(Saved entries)
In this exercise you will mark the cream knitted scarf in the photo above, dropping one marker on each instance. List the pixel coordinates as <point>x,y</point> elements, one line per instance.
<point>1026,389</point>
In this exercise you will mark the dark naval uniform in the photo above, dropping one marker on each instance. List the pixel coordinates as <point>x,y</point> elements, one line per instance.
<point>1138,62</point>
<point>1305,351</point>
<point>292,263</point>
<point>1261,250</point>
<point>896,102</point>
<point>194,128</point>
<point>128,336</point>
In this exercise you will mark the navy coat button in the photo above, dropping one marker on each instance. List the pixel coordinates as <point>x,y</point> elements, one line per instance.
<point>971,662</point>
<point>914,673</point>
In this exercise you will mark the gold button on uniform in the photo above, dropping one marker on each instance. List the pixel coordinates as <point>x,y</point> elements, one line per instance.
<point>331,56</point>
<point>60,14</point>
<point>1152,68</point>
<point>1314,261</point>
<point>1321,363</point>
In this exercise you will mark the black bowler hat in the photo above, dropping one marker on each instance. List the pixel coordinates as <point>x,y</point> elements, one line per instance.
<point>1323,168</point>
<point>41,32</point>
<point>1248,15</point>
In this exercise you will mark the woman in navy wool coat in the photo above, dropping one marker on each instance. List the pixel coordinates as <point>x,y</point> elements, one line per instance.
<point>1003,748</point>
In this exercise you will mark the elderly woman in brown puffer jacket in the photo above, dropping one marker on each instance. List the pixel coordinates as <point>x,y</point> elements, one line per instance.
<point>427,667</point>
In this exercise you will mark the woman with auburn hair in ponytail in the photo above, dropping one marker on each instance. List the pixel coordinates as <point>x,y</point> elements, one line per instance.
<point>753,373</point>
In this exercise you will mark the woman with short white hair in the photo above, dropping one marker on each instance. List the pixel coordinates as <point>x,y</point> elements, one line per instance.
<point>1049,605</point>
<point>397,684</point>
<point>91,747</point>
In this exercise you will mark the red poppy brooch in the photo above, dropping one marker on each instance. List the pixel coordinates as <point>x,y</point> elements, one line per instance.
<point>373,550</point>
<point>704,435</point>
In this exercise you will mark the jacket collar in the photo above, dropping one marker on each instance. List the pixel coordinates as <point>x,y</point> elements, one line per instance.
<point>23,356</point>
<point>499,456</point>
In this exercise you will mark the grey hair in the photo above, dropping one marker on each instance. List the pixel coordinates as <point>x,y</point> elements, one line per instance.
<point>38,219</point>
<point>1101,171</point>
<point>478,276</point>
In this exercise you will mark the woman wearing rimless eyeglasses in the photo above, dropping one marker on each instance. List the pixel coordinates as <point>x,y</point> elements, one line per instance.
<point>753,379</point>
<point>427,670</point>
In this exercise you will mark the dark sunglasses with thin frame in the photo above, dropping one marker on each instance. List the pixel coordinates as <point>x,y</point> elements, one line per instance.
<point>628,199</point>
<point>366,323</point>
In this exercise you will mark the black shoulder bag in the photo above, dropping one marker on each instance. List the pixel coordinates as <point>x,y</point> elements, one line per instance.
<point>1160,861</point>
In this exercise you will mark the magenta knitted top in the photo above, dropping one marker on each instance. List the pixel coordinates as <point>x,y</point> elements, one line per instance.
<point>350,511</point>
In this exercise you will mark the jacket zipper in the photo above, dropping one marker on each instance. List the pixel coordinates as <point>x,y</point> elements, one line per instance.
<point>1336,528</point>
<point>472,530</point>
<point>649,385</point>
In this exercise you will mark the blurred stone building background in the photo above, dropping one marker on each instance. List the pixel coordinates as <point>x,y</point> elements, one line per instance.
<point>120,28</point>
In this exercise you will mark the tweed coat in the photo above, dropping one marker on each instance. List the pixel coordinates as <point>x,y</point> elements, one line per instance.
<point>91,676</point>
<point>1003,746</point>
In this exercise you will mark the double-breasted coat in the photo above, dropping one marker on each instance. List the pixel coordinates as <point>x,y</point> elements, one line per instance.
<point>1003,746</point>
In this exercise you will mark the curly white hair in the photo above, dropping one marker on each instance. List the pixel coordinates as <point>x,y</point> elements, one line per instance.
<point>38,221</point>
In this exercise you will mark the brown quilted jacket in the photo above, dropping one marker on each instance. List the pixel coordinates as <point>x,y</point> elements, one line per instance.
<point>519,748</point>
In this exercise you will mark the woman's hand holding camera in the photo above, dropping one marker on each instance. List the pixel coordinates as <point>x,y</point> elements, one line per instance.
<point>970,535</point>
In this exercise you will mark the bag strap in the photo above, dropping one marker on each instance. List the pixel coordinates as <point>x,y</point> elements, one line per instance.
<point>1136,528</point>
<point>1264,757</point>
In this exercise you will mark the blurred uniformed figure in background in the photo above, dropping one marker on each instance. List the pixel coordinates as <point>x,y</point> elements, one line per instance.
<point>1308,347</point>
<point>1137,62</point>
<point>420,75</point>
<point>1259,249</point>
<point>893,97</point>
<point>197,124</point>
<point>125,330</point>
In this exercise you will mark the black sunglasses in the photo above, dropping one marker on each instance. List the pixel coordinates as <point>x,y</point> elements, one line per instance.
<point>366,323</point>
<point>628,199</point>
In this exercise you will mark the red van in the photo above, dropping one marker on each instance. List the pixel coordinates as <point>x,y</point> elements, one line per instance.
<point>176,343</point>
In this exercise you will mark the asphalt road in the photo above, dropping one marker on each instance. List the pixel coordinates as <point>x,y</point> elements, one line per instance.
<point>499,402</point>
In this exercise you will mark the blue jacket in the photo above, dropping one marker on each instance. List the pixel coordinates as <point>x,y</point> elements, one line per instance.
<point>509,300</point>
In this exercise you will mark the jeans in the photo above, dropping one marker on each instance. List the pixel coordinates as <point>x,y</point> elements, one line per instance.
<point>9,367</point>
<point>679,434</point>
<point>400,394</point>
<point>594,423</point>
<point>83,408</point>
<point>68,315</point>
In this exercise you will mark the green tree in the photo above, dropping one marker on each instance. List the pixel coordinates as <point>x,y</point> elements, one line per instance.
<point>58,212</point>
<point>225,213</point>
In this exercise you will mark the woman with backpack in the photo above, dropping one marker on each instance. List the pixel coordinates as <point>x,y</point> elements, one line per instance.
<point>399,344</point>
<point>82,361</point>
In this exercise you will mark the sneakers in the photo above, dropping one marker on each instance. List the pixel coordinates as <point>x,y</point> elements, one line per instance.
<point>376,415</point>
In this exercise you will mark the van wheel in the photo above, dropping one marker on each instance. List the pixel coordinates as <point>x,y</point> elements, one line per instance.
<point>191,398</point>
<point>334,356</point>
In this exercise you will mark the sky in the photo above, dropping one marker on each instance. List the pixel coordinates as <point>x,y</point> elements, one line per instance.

**WORK ITEM:**
Would you write out the data exactly as it reads?

**RESPONSE AREA:**
In this exercise you will mark the cream knitted scarf in the photo above, dropping one marker on each instance. List the pixel coordinates as <point>x,y</point> elements, one line per instance.
<point>1026,389</point>
In this exercise you will mark the dark naval uniform in the photo above, dropping one marker on each instance. List the pixel coordinates as <point>x,y</point> elements, one line per instance.
<point>1138,62</point>
<point>1305,351</point>
<point>292,263</point>
<point>1261,250</point>
<point>896,102</point>
<point>194,128</point>
<point>128,336</point>
In this exercise you will mark the navy coat button in the photo above, dropping one marker on each instance. List the pixel coordinates as <point>x,y</point> elements, one line per instance.
<point>971,662</point>
<point>914,673</point>
In this exercise you will mark the gold button on uniform in the photo above, dropping one marker on each instance. List the pixel coordinates as <point>x,y</point> elements, one line per instance.
<point>331,56</point>
<point>60,14</point>
<point>1152,68</point>
<point>1314,261</point>
<point>1321,363</point>
In this exercise you will mark the black bowler hat in the photo above, dropping one marker on each instance. List the pixel coordinates as <point>x,y</point> elements, one line per instance.
<point>1323,168</point>
<point>41,32</point>
<point>1248,15</point>
In this exercise you will mark the woman in navy wool coat in the photo above, dropping one marker on each instance. List the pixel coordinates as <point>x,y</point> elements, one line per instance.
<point>1003,748</point>
In this exercise you will mark the elderly woman in brown puffer jacket in the photo above, dropping one marker on each instance. List the pixel coordinates as <point>x,y</point> elements, one line per instance.
<point>427,667</point>
In this exercise you will mark the woman with auburn hair in ponytail in the photo above, dropping one marker on each instance. List the pixel coordinates as <point>x,y</point> elements, one line per instance.
<point>753,373</point>
In this exercise you will mark the woman with short white hair in the photo above, dropping one marker on each instance. List the pixel coordinates as <point>x,y</point> elements, one line per instance.
<point>1049,605</point>
<point>397,684</point>
<point>91,747</point>
In this exercise you will mark the red poppy brooch in the photo above, dropping one marker on each instance. List the pixel coordinates as <point>x,y</point> elements, one line per instance.
<point>373,550</point>
<point>704,435</point>
In this exercise you will mark the jacket collar in the photo above, dropping one marker on each instance. List the pixel coordinates as <point>x,y</point> elements, one line per instance.
<point>23,356</point>
<point>499,456</point>
In this exercise you will mark the grey hair in the photo above, dropping one marker on each instance. List the pixel coordinates as <point>x,y</point> elements, one line per instance.
<point>38,219</point>
<point>1101,171</point>
<point>478,276</point>
In this exercise you will mark the woman wearing rimless eyeglasses in the photo above, dropping one marker on each instance. List the pixel coordinates as <point>x,y</point> elements, one line per instance.
<point>753,379</point>
<point>427,670</point>
In this exercise you will mark the dark sunglasses with thin frame in the photo above, dropping one marker on each instance. List the pixel coordinates as <point>x,y</point> elements, one line per instance.
<point>628,199</point>
<point>366,323</point>
In this exercise you will mark the black shoulder bag in the photo above, dropping one marker on each instance. List the pixel coordinates as <point>x,y</point> elements, one line per instance.
<point>1160,861</point>
In this exercise you will mark the magenta knitted top in the photo above, dropping one marker on each instance. List the pixel coordinates as <point>x,y</point> elements, one line per instance.
<point>350,511</point>
In this exercise you will mark the jacket zipper in the photo above, dropping one marker on each instance. List the pixel coordinates as <point>x,y</point> elements, one line per instance.
<point>1336,528</point>
<point>472,530</point>
<point>649,385</point>
In this exercise you will mark the blurred stone building background in the photo above, dropping one marker on each instance. List the pixel coordinates as <point>x,y</point> elements, one line per instance.
<point>120,28</point>
In this exercise you will mark the tweed coat in the photo above, dropping one marker on each instance. List the pixel coordinates as <point>x,y</point> elements, one line per instance.
<point>91,676</point>
<point>1003,746</point>
In this exercise you will mark the double-breasted coat in the photo above, dropping one marker on each instance. List the pixel coordinates as <point>x,y</point> elements, one line per instance.
<point>1003,746</point>
In this exercise you will mark the curly white hair in the photo above, dropping one marker on each instance. List the pixel coordinates as <point>x,y</point> elements, one line per instance.
<point>38,221</point>
In this exercise you will mark the brown quilted jacket in the photo above, dropping one marker on each instance. List the pixel coordinates as <point>x,y</point> elements, one line per instance.
<point>519,748</point>
In this exercise you will mark the woman's hand holding camera in the photo above, dropping one marker on each instance. List the pixel coordinates as <point>x,y</point> elements, one line per instance.
<point>970,535</point>
In this exercise you will mark the bag strap in the photo above, dropping one marker on each instance. List the pixel coordinates as <point>x,y</point> elements, one line per instance.
<point>1136,528</point>
<point>1264,757</point>
In this exercise you will mark the blurred uniformed figure in background in the photo above, dropping one marker on each instance. List the pixel coordinates as <point>x,y</point> elements, one line per instance.
<point>1308,347</point>
<point>1137,62</point>
<point>420,75</point>
<point>1259,249</point>
<point>893,97</point>
<point>197,124</point>
<point>125,330</point>
In this exercise you will mark the black sunglasses in the photo above, dropping one marker on each instance. List the pixel coordinates as <point>x,y</point> elements, one line per instance.
<point>366,323</point>
<point>628,199</point>
In this exercise you will mark the red van in the photo above, dropping one marker on each instance. List the pixel coordinates as <point>x,y</point> elements, one line per instance.
<point>176,343</point>
In this exercise you will mark the asphalt road in the photo above, dropping one marker on each instance. List the pixel coordinates as <point>x,y</point> elements, one line per instance.
<point>499,402</point>
In this exercise you will mark the blue jacket in the photo above, dropping one marker on each instance. List the pixel coordinates as <point>x,y</point> elements, one line per instance.
<point>509,300</point>
In this exercise you will mark the jeans in the photo above, dropping one marker on each instance. List the pixel coordinates as <point>x,y</point> elements, one line per instance.
<point>9,367</point>
<point>679,434</point>
<point>400,394</point>
<point>594,423</point>
<point>83,408</point>
<point>68,315</point>
In this exercise you will mark the green tree in the photo above, dropping one marker on each instance. List the pixel coordinates as <point>x,y</point> elements, one line per instance.
<point>58,212</point>
<point>225,213</point>
In this exercise you will mark the woman with backpack in the photo above, dropping one marker on each instance. List the pixel coordinates as <point>x,y</point> elements, one line per instance.
<point>399,344</point>
<point>82,361</point>
In this exercise you will mark the sneakers in the photo above, dropping one marker on each instance. List the pixel coordinates as <point>x,y</point> elements, one line per instance.
<point>376,415</point>
In this exercise you will mark the van wheel in the photo above, dropping one marker on each instance. List the pixel coordinates as <point>x,y</point> elements, one line per instance.
<point>191,398</point>
<point>334,356</point>
In this exercise you will mark the sky in the photo above, dropping one marker on each instance. List the pixel coordinates as <point>x,y</point> elements, one line per instance.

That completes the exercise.